____ EXCERPTED RECORDS
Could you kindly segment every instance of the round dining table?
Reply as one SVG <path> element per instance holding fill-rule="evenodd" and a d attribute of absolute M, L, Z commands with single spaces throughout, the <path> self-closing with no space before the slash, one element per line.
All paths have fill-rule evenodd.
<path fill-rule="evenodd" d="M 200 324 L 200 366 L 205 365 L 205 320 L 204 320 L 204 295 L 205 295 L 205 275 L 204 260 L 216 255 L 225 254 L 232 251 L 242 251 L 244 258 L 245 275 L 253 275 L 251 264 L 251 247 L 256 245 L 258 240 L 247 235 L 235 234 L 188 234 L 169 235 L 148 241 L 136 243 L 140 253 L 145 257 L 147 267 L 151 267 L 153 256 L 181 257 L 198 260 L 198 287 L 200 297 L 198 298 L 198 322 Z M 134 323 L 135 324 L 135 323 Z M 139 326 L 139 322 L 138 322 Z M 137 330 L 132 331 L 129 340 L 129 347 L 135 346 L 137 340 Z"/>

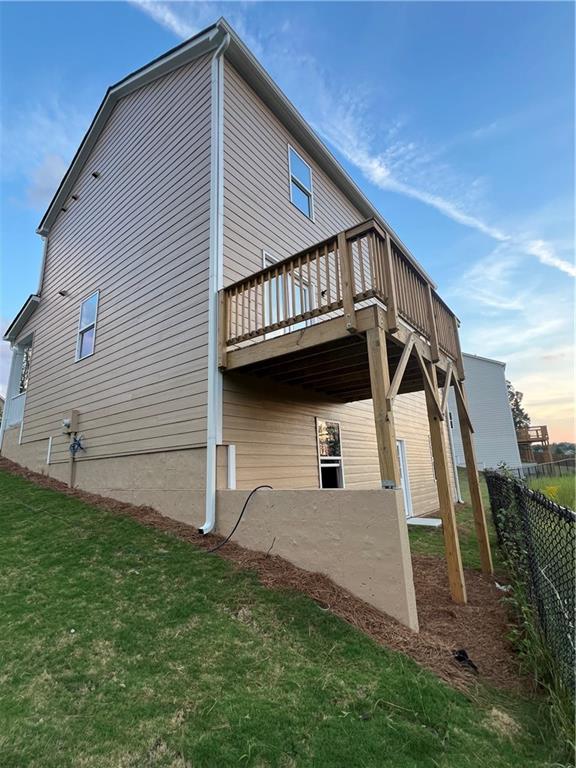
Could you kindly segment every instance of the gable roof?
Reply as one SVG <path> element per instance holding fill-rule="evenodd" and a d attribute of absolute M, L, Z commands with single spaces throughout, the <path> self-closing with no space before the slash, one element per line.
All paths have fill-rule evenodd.
<path fill-rule="evenodd" d="M 194 59 L 209 53 L 219 45 L 223 37 L 224 35 L 219 30 L 218 25 L 213 24 L 211 27 L 199 32 L 175 48 L 171 48 L 162 56 L 153 59 L 149 64 L 140 67 L 140 69 L 137 69 L 108 88 L 98 107 L 98 111 L 90 123 L 90 127 L 72 158 L 68 170 L 64 174 L 64 178 L 60 182 L 60 186 L 56 190 L 56 194 L 38 225 L 36 232 L 39 235 L 46 237 L 49 234 L 52 225 L 56 221 L 56 217 L 72 193 L 74 184 L 78 180 L 82 168 L 98 141 L 116 102 L 123 96 L 132 93 L 132 91 L 142 88 L 142 86 L 167 75 L 174 69 L 178 69 L 178 67 L 182 67 L 184 64 L 188 64 L 194 61 Z"/>
<path fill-rule="evenodd" d="M 34 312 L 36 312 L 39 303 L 40 296 L 36 293 L 32 293 L 28 296 L 14 320 L 12 320 L 8 328 L 6 328 L 6 332 L 2 337 L 4 341 L 9 341 L 11 344 L 16 341 L 28 320 L 30 320 Z"/>
<path fill-rule="evenodd" d="M 473 355 L 471 352 L 462 352 L 462 357 L 469 357 L 472 360 L 481 360 L 483 363 L 492 363 L 493 365 L 501 365 L 503 367 L 506 367 L 506 363 L 503 363 L 502 360 L 494 360 L 491 357 L 482 357 L 481 355 Z"/>
<path fill-rule="evenodd" d="M 219 19 L 212 26 L 207 27 L 189 40 L 170 49 L 162 56 L 159 56 L 149 64 L 137 69 L 135 72 L 132 72 L 130 75 L 108 88 L 78 151 L 74 155 L 70 167 L 38 226 L 38 234 L 42 236 L 47 236 L 49 234 L 50 228 L 54 224 L 61 208 L 72 193 L 74 184 L 76 183 L 90 152 L 96 144 L 116 102 L 128 93 L 141 88 L 143 85 L 168 74 L 184 64 L 188 64 L 210 51 L 216 50 L 227 38 L 228 46 L 224 55 L 235 69 L 242 75 L 242 77 L 244 77 L 276 117 L 278 117 L 278 119 L 286 126 L 300 145 L 314 158 L 316 163 L 329 178 L 331 178 L 332 181 L 334 181 L 334 183 L 345 193 L 360 213 L 365 216 L 366 219 L 375 219 L 402 249 L 407 258 L 412 262 L 414 268 L 425 280 L 436 287 L 434 281 L 414 258 L 409 248 L 404 245 L 402 240 L 390 227 L 380 212 L 370 203 L 368 198 L 350 178 L 334 155 L 312 130 L 296 107 L 280 90 L 278 85 L 276 85 L 264 67 L 224 18 Z"/>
________
- _TASK DESCRIPTION_: Output must match the lines from the start of the records above through the line that contains "Could you kindly segment every instance of the gable", exactly and with every picture removed.

- _RESULT BELOW_:
Could you kindly segment every instance of the round dining table?
Reply as one SVG <path> element per instance holding fill-rule="evenodd" and a d attribute of absolute M, L, Z commands with single spaces throughout, the <path> self-closing with no space before the slash, one element per line.
All paths have fill-rule evenodd.
<path fill-rule="evenodd" d="M 200 324 L 200 366 L 205 365 L 205 320 L 204 320 L 204 295 L 205 295 L 205 275 L 204 260 L 216 255 L 225 254 L 232 251 L 242 251 L 244 258 L 245 275 L 253 275 L 251 264 L 251 247 L 256 245 L 258 240 L 247 235 L 235 234 L 188 234 L 169 235 L 148 241 L 136 243 L 140 253 L 145 257 L 147 267 L 151 267 L 153 256 L 181 257 L 198 260 L 198 287 L 200 297 L 198 298 L 198 322 Z M 134 323 L 135 324 L 135 323 Z M 139 326 L 139 322 L 138 322 Z M 137 330 L 132 331 L 129 340 L 129 347 L 135 346 L 137 340 Z"/>

Could you kindly segment every instance of the gable roof?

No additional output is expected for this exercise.